WHAT NEEDS TO BE DONE → For every line in the records below that holds "house", make a copy.

☆ ☆ ☆ ☆

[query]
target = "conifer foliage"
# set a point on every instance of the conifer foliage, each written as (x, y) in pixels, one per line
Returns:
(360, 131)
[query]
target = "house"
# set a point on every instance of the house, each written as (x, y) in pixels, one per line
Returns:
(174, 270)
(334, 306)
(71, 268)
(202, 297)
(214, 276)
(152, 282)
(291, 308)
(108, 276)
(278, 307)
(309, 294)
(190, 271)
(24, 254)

☆ ☆ ☆ ☆

RESPONSE TO THE EXERCISE →
target = "house"
# set a point on every instance of the house, each written as (x, y) in pixels, one per line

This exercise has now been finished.